To the Americans is again due the credit of this new departure, the inventor in this case being a merchant in Lowell, Mass. From them the idea has been taken up in Britain, and now many of the leading houses, especially in the drapery trade, are enjoying the benefits of what is recognised as the most perfect means of passing cash yet in operation. The Messrs. Arnott & Co. have been the first to use it in both England and Scotland, their magnificent premises in Jamaica Street, Glasgow, having been furnished with the appliance. Their well-known firm in Bridge Street, Belfast, has followed the example, and for the last few days workmen have been engaged in laying the railway. The arrangement is most ingenious but, when exained, is simplicity itself.

-----

=== Short exercise 1 ===
In the page excerpt about the new means of passing cash, who is named as its inventor?

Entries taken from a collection

-----

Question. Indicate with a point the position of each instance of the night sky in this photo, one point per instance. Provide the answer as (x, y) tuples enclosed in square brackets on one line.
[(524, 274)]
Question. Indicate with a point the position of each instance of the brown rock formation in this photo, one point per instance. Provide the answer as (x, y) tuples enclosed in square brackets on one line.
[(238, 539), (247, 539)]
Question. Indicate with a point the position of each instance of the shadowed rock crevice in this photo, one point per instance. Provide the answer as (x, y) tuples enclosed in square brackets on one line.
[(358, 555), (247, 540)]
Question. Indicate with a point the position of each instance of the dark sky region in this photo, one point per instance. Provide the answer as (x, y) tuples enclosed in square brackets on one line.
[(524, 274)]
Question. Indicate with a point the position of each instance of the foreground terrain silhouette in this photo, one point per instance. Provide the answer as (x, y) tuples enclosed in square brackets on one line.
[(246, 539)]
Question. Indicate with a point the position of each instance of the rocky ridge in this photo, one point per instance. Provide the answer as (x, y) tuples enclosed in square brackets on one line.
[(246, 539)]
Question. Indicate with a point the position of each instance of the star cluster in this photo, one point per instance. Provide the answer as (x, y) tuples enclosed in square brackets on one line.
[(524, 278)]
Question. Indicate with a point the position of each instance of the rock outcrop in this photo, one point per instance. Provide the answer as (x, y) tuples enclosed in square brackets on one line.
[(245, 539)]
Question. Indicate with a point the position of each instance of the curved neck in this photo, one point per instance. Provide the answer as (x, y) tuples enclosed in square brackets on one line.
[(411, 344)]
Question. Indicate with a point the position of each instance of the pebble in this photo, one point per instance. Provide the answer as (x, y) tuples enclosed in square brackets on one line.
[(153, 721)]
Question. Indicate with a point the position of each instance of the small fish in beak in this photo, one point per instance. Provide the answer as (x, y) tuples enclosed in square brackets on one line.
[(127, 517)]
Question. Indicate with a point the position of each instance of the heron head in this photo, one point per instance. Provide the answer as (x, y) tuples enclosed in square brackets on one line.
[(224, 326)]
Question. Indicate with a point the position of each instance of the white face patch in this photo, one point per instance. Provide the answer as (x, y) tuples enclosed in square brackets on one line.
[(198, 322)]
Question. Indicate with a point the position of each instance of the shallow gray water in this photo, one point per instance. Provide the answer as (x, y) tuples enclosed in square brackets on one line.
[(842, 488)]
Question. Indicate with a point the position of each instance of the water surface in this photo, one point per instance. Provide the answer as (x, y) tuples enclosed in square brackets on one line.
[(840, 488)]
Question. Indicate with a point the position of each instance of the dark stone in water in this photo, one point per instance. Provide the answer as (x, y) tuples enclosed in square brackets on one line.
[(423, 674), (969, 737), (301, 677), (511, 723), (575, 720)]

-----

=== Short exercise 2 ===
Copy out, word for word, the part of the listing that runs from the line containing "the dark stone" through the end of the listing.

=== Final result 1 ===
A merchant in Lowell, Mass.

=== Final result 2 ===
Question. Indicate with a point the position of each instance of the dark stone in water in this photo, one point per instance. Provide the answer as (x, y) tuples enclosed in square brackets on one line.
[(423, 674), (969, 737), (301, 677), (511, 723), (575, 720)]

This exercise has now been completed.